**PROBLEM TO SOLVE**
Return every line of the entries below that contains the string "leaf".

**RECORDS SHOWN**
## begin
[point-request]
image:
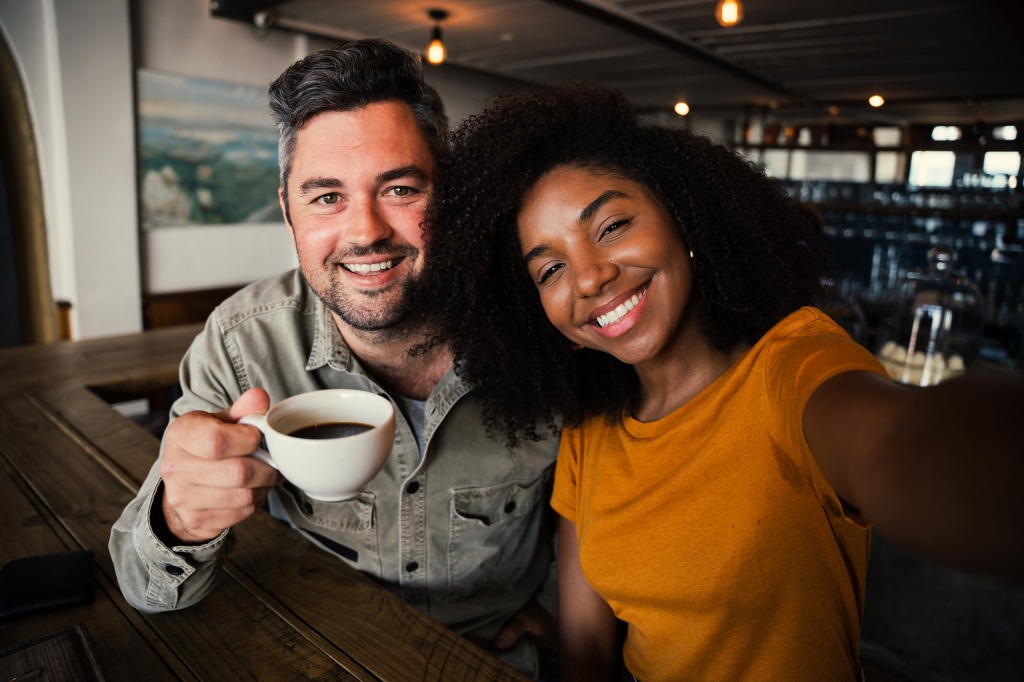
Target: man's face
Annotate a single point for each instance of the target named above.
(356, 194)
## end
## begin
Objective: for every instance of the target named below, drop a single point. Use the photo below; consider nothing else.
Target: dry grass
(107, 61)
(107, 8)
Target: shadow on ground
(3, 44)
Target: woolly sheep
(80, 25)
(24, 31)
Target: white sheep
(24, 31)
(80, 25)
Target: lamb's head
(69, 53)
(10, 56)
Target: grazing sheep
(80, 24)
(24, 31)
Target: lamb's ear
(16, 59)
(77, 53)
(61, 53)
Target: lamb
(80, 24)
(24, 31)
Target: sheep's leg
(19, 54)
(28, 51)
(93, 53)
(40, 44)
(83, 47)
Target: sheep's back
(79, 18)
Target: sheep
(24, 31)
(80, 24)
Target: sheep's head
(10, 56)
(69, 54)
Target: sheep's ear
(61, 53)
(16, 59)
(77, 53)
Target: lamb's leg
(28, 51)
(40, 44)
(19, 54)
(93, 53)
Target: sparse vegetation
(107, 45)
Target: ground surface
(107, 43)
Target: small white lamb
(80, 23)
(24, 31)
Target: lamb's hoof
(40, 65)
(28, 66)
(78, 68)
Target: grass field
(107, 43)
## end
## begin
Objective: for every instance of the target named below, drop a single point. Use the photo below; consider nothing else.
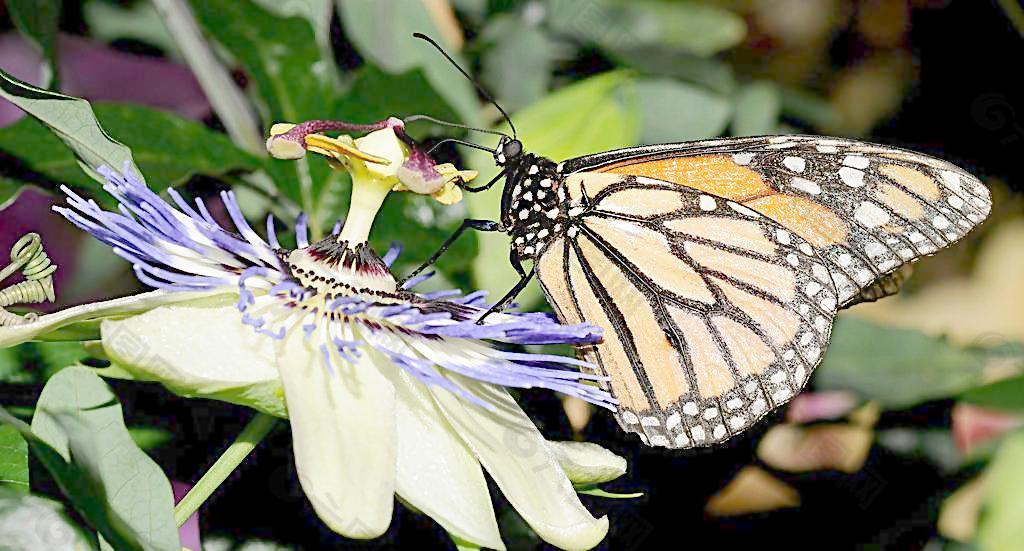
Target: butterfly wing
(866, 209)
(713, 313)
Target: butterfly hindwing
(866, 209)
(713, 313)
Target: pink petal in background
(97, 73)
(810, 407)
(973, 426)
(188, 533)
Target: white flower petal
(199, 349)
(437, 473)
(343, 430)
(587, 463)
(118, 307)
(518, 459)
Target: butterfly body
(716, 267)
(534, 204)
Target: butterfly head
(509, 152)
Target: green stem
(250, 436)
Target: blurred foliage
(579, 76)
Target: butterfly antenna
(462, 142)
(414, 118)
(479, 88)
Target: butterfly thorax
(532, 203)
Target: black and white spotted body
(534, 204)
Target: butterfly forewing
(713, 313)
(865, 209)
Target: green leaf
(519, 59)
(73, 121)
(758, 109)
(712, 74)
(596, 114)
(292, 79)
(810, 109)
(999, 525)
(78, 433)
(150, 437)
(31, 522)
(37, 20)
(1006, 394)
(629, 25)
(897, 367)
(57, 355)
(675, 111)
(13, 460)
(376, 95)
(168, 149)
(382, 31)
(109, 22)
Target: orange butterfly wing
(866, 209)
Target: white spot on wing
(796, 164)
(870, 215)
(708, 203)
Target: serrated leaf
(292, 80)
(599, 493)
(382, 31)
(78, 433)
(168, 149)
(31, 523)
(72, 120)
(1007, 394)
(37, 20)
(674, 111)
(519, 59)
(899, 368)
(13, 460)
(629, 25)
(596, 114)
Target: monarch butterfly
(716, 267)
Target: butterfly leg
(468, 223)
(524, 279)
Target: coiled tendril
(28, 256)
## end
**REPLY**
Target: green leaf
Target: serrated leaf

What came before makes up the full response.